TASKS FOR THIS EXERCISE:
a - In the physician recruitment fellowship text, which internal stakeholders are to take part in developing the recruitment plan?
b - Extend the physician recruitment fellowship text, picking up after its final sentence.

This fellow’s success in the endeavor will be evaluated based on several factors. A thorough analysis of current recruitment practices is essential, as is a needs assessment to pinpoint shortcomings. With a strong background in strategic planning and project management, the fellow will create a recruitment plan based on marketing, hiring and onboarding methods that streamline the process and attract a larger pool of primary care physicians. It will also be essential to engender a sense of stakeholder participation in plan development – internally (DHS management and the chief medical officers at each facility) and externally (the physicians’ union and teaching schools) – to ensure collective buy-in. The final third of the year will involve implementation of the recruitment plan, with an eye towards making operational improvements during the rollout and establishing continuity beyond the fellowship year.

  • Conduct a landscape analysis: Get an overview of the current state of DHS physician opportunities and recruitment policies and practices, focusing on agency needs and the shortfalls in meeting those needs. Also, gather information on best practices in recruitment both inside and outside the health care industry, including the market and recruitment cycles for physicians completing residency.
  • Formulate recommendations for centralized recruitment team and engender stakeholder buy-in: Define recruitment processes and practices, including recommendations for a centralized recruitment team with streamlined, innovative systems. Define team structure and composition, including recommended positions and other resources necessary for implementation. Seek in-house and outside stakeholder participation to further develop plan, culminating in collective buy-in.
  • Assess recruitment marketing strategies: Apply specific marketing scenarios to the DHS context, considering the scale of DHS operations and the nature of public sector hiring as well as the market and national cycles for hiring physicians completing residency. Provide recommendations for what the ideal marketing strategy should be and identify capacity needs (in-house or contractor) for implementation.

DATA PROVIDED:
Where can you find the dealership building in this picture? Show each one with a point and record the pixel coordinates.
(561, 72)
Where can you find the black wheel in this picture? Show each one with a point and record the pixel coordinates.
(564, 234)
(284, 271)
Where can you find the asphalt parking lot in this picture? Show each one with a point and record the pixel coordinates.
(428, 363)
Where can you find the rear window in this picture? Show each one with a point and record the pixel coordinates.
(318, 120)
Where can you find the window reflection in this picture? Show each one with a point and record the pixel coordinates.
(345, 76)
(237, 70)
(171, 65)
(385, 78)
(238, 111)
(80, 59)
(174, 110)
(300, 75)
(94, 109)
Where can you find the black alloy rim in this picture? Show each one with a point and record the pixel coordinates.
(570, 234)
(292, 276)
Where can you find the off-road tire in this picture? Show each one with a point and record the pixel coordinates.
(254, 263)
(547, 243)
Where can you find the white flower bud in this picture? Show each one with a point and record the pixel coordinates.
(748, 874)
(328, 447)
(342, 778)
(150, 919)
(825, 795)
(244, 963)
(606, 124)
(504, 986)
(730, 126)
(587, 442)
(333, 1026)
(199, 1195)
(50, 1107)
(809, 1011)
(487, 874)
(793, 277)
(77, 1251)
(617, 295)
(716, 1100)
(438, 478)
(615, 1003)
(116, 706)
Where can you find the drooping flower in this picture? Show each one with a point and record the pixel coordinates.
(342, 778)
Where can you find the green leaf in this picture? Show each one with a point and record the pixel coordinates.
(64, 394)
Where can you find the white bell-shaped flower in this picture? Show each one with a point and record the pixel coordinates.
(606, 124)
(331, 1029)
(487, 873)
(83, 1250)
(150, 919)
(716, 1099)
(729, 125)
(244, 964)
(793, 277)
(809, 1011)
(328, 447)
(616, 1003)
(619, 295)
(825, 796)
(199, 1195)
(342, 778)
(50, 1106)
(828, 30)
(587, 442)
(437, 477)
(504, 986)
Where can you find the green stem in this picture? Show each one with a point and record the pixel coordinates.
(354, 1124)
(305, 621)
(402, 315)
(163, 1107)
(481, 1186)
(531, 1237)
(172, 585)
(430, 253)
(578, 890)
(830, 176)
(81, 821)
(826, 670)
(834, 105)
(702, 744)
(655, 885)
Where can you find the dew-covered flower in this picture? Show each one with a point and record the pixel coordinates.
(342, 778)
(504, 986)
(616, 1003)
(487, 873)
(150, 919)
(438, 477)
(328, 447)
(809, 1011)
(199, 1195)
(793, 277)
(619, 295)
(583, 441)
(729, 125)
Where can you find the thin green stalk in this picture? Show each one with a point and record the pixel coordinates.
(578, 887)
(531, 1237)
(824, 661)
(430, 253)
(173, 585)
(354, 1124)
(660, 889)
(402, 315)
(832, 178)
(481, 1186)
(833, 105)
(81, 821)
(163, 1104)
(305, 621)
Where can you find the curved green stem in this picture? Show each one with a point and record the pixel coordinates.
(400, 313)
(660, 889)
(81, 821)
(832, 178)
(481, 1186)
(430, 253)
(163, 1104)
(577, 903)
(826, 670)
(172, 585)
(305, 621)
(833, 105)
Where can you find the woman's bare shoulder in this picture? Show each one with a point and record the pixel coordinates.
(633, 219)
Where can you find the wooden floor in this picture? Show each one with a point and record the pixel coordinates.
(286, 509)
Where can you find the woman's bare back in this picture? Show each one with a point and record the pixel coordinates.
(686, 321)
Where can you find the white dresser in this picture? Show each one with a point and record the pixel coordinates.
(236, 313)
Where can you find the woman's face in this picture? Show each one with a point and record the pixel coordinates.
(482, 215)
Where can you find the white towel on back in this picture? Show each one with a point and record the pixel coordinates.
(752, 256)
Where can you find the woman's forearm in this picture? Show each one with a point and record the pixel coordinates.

TASK-BY-TASK OUTPUTS:
a - DHS management and the chief medical officers at each facility.

b -
  • Initiate implementation of new recruitment team: If time permits, roll out new centralized recruitment team, setting clear short-term goals. Monitor progress, maintain close stakeholder communication and make changes to team processes and practices as needed. As the team establishes operational cohesion and efficacy, add longer-term goals to near-term tasks and conduct succession planning to ensure continued team success after the fellowship year ends.

Key stakeholders

  • Elizabeth Jacobi, Chief People Officer, Los Angeles County Department of Health Services
  • Hal F. Yee, Chief Medical Officer, Los Angeles County Department of Health Services


  • At least 15 years of professional experience in strategic planning and project management, preferably with direct recruitment and/or marketing experience.
  • Superior critical thinking and analytical skills.
  • Ability to synthesize complex information into clear and concise recommendations.
  • Ability to relate to a wide variety of diverse audiences with strong emotional intelligence and empathy.
  • Excellent stakeholder engagement skills and the ability to use facilitative leadership techniques to coordinate stakeholder participation.
  • Self-motivated, goal-oriented, entrepreneurial leader who can also be an independent worker.
  • Persistent in obtaining information and creatively resourceful in identifying solutions to complex problems.
  • Ability to create direction and movement within bureaucratic environments.
  • Exceptional written and verbal communication skills.
  • Understands the need for solutions to support all people in a community regardless of race, religion, gender, immigration status, or ethnicity.